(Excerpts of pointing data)
<<<<

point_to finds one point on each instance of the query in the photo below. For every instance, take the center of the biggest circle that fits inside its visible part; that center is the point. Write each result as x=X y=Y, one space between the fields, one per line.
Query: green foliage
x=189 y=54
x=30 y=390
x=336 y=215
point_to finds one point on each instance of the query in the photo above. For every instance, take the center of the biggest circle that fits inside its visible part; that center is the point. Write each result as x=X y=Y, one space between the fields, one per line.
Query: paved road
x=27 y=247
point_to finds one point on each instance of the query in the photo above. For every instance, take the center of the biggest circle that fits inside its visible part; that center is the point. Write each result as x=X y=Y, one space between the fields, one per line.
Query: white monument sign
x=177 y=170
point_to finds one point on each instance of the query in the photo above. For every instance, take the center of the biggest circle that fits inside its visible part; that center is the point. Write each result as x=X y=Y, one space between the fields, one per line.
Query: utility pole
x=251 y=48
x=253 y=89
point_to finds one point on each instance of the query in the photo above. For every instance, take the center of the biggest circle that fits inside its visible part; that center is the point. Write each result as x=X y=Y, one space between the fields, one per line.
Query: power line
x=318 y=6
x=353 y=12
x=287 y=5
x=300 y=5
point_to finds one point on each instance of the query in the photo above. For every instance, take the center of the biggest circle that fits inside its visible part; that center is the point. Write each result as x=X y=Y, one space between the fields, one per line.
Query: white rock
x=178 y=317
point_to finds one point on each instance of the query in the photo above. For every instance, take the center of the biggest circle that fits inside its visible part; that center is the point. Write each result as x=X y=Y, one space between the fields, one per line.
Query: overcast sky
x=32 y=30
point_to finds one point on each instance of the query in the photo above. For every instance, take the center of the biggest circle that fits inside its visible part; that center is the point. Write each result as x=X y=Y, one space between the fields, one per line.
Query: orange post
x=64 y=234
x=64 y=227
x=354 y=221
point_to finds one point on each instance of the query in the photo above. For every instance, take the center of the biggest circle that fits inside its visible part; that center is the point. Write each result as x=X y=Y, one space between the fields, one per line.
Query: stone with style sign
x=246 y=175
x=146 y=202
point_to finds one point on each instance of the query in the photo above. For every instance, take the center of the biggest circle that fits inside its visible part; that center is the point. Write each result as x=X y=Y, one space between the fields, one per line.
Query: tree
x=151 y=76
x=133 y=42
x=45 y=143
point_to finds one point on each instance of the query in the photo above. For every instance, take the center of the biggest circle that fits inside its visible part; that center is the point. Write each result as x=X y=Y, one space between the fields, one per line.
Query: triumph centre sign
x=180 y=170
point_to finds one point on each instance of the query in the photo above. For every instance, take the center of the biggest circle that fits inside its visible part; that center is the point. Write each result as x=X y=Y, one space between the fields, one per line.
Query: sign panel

>>>>

Do this >> Write down the full listing again, exactly.

Task result >>
point_to finds one point on each instance of the query in the photo below. For every instance, take the center of the biggest circle that fits inside its visible part; that center is the point. Write each result as x=X y=Y, one space between the fields, one per line.
Query: green foliage
x=189 y=54
x=30 y=390
x=336 y=215
point_to finds one point on each instance of the query in the photo above. For every instance, take the center of the biggest circle that fits inside its visible part; that center is the point. Write each result as x=X y=Y, one space between the fields, one per line.
Query: paved road
x=27 y=247
point_to finds one point on each instance of the query in the photo above. For every instance, take the center of the biggest circle that fits inside its visible part; that center is the point. Write each result as x=X y=Y, one space between the fields, one per line.
Query: white monument sign
x=177 y=170
point_to finds one point on each instance of the query in the photo above. For every instance, take the center of the biggest circle that fits inside its visible part; that center is the point. Write each result as x=X y=Y, one space between the fields, one per line.
Query: utility pole
x=251 y=48
x=253 y=89
point_to finds one point on each instance of the query in the photo above. For every instance, take the center of the biggest circle that fits inside its visible part; that center is the point. Write each result as x=X y=Y, one space between the fields, one per line.
Query: power line
x=318 y=6
x=353 y=12
x=287 y=5
x=300 y=5
point_to finds one point on each instance of the query in the photo above. For every instance, take the center of the biggest circle that fits inside its visible part; that center is the point. Write each result as x=X y=Y, one space between the fields, one per line.
Query: white rock
x=178 y=317
point_to finds one point on each instance of the query in the photo above. For every instance, take the center of the biggest circle that fits inside its visible part; that center is the point. Write each result as x=X y=Y, one space between the fields, one per line.
Query: overcast sky
x=32 y=30
point_to finds one point on each instance of the query in the photo above. For every instance, take the center of the biggest circle that fits inside its visible part; that center is the point. Write each result as x=X y=Y, one space between the fields, one per line.
Query: orange post
x=64 y=234
x=64 y=227
x=354 y=221
point_to finds one point on each instance of the query in the photo above. For every instance, take the center of the biggest circle that fits inside its visible part; that center is the point. Write each result as x=X y=Y, one space between the fields, one per line.
Query: stone with style sign
x=246 y=175
x=146 y=202
point_to finds one point on each instance of the query in the photo above. For every instance, take the center of the biggest circle that fits inside its visible part; that center is the point. Write each result as x=X y=Y, one space between the fields, one per line.
Query: tree
x=151 y=76
x=133 y=42
x=45 y=143
point_to finds one point on each instance of the query in the photo above. For every instance, take the center of the biggest circle that fits inside its visible part; that center is the point. Write each result as x=X y=Y, one space between the fields, one per line.
Query: triumph centre sign
x=180 y=170
point_to finds one point on each instance of the query in the photo above. For every instance, take the center of the biggest circle that fits inside its visible part; that center is the point. Write each result as x=X y=Y, one space between the fields, one per line.
Query: sign panel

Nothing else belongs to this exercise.